══ Given text ══

The question can still be asked however, "How can we begin to identify these entities?" Is, for example, the entity identified as Customer (representing all customers), or is it the specific types of customer (such as mail order, or retail) or is it a single customer? The answer is that it can be all of these, none of these, or more than these.
The specific identification and definition of the entity has meaning only within the context of that firm. However, most businesses can be described using a fairly restricted set of generic entity types such as Customer, Product, Machine, Employee, Location, Organizational Unit, etc.
An entity (figure 8-2) is whatever the business defines it to be, and that definition must make sense within the context of the firm. Thus, an entity in one firm may be a subset of entities included in the entity definition of another firm, or may be the global definition of the entity used within another firm.
These differences in identification and definition can be illustrated by the following example:
A town planning board, with responsibility for community planning and zoning, would describe that community in terms of each of its buildings, and further subdefine those buildings into residential, office, stores, warehouses, and factories.
The board might be interested in which people or which firms occupies or owned those buildings, but for their purposes that information would be an attribute of the building, just as the size of the building, the number of floors, the number of windows and doors, and the cost of the building were attributes.
On the other hand, the local Chamber of Commerce doing a census. or community directory, would be interested in the people and the firms who lived, worked or were located in the community. In that case they would be interested in the names of the people, their incomes, length of residence, amount of taxes paid, and where within the community they lived or were located (the buildings). Here the buildings become attributes of the people.
Neither the buildings nor the people have changed. Both still exist, physically unchanged. The perspective, however, has changed and the things which interest about those buildings and people have changed.
The perspective of the town council would need to know all the information about both the people and the buildings, along with information about roads, utilities, etc. In this case, both the buildings and the people become entities in their own right, along with the relationships between them (who lives or works where, how owns what, etc.).
This need for both attributes and relationships is consistent with the accepted dictionary definition (figure 8-3) of an entity which defines it as "the fact of existence; being. The existence of something considered apart from its properties." Thus although the entity exists, its true form and role is only apparent after its attributes are added.
Figure 8-3 What is an Entity
Without attributes all we know about the entity (figure 8-4) is that it exists. The distinction between the entity and its attributes, and the relationship between the entity and its attributes, is so important, that the ER diagram distinguishes between the entity and its attributes by using different symbols for each.
Figure 8-4 Definition of an Entity
The attributes of an entity could be contained in a single record, or it may take a large collection of records where each contains the data elements of a single attribute. Either way, an entity should not be equated to a record, a logical data record or a table. Records, and logical data records are the means for storing related items of data in the data processing environment.

═══
══ Provided information ══

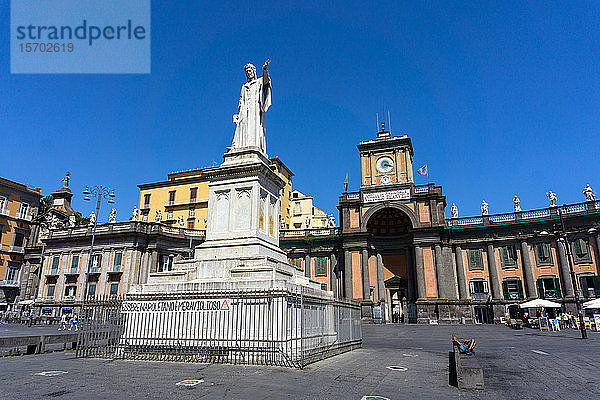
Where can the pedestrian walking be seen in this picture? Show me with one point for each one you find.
(74, 323)
(63, 323)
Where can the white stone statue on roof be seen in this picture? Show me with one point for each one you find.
(552, 197)
(517, 203)
(255, 99)
(454, 211)
(589, 193)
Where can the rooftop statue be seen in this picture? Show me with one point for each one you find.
(255, 99)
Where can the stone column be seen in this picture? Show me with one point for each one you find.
(420, 267)
(332, 275)
(563, 267)
(410, 266)
(528, 270)
(380, 281)
(348, 274)
(365, 274)
(439, 272)
(461, 276)
(493, 272)
(307, 266)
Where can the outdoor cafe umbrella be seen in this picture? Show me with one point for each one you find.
(540, 303)
(592, 304)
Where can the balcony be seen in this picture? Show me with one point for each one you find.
(10, 283)
(17, 249)
(24, 216)
(117, 269)
(187, 202)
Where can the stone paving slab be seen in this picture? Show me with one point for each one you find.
(568, 370)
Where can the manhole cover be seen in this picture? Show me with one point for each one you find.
(189, 382)
(51, 373)
(397, 368)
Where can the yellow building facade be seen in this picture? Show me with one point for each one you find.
(182, 200)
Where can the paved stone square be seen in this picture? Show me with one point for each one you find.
(517, 364)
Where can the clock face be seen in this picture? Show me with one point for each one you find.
(385, 164)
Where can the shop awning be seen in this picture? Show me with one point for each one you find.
(540, 303)
(592, 304)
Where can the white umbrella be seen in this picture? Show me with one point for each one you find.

═══

**Requests**
1. Give the lines of the listing as a numbered list, from the line with "Where can the rooftop" up to and including the last line of the listing, leaving out blank lines.
2. Carry the passage on entities and their attributes forward from its final sentence.

**Expected responses**
1.
1. Where can the rooftop statue be seen in this picture? Show me with one point for each one you find.
2. (255, 99)
3. Where can the stone column be seen in this picture? Show me with one point for each one you find.
4. (420, 267)
5. (332, 275)
6. (563, 267)
7. (410, 266)
8. (528, 270)
9. (380, 281)
10. (348, 274)
11. (365, 274)
12. (439, 272)
13. (461, 276)
14. (493, 272)
15. (307, 266)
16. Where can the outdoor cafe umbrella be seen in this picture? Show me with one point for each one you find.
17. (540, 303)
18. (592, 304)
19. Where can the balcony be seen in this picture? Show me with one point for each one you find.
20. (10, 283)
21. (17, 249)
22. (24, 216)
23. (117, 269)
24. (187, 202)
25. Where can the stone paving slab be seen in this picture? Show me with one point for each one you find.
26. (568, 370)
27. Where can the manhole cover be seen in this picture? Show me with one point for each one you find.
28. (189, 382)
29. (51, 373)
30. (397, 368)
31. Where can the yellow building facade be seen in this picture? Show me with one point for each one you find.
32. (182, 200)
33. Where can the paved stone square be seen in this picture? Show me with one point for each one you find.
34. (517, 364)
35. Where can the clock face be seen in this picture? Show me with one point for each one you find.
36. (385, 164)
37. Where can the shop awning be seen in this picture? Show me with one point for each one you find.
38. (540, 303)
39. (592, 304)
40. Where can the white umbrella be seen in this picture? Show me with one point for each one you find.

2.
ER Models versus Data Structure Models
Records hold individual data elements or groups of data elements. Logical data records are representations as to how selected groups of record types are logically and physically connected. Table rows may also be viewed as records from a data processing viewpoint.
Logical data records, also called logical data models, fall into three main formats: hierarchic, network and relational. These traditional data models, represent implementations, specifically Data Base Management System (DBMS) implementations, of logical data records.
Each one models a different view of the structure of data and in that light they are more properly data structure models. The data structure models are creatures of data processing. The real world when it considers data, does not look at data structures, but rather it looks at things (usually paper things) which contain data.
The Entity relationship model represents a conceptual view of the world, which incorporates all three data models, is independent of any DBMS or data processing considerations, and is a representation of the business environment. The ER model contains the major aspects of all three structural models.
Although we speak of entities as if they were singular, an entity is in reality that set of persons, places or things all of which have a common name, a common definition and a common set of descriptors (properties or attributes). This conforms to the relational model and is equivalent to placing all attributes in the third form of the normalization process (3NF).
The entity representation in the model, while it may represent a single instance, usually represents numerous people, places or things all of whom have a common name and common descriptors and thus can be treated as a set, again in conformance with the relational model.
These entities interact (relate) with other entities. These interactions form a complex set of names, discrete, relationships as in the network model.
An entity, although it exists physically, only has physical substance when it is described in terms of what it looks like, where it is, what it does, and how it relates to other entities. Each component of that description, is a property or an attribute of the entity. The sum of the properties is the entity. This association of attributes to entities, if diagrammed hierarchically would appear as a flat (two level) structure, with the root being no more than an anchor which names and types, or subtypes the entity. In a network diagram it would appear as a key-only owner record, with multiple set relationships. In relational form, the entity would be the name of the primary relation, and the attributes might be subsumed in that relation or might be separate secondary relations.
Since the entity relationship model incorporates all three data structure models, it can view data in a more complete and realistic manner. The ER model, although it can be translated, quickly and easily into any or all of the data structure models, is not a data structure model, but instead seeks to identify and describe things and how they relate, rather than just data (used to describe those things) and how it can be stored.
The meld of the three data structure models within the ER model reflects that fact that each of these models reflects a portion of the way in which those real world things actually occur.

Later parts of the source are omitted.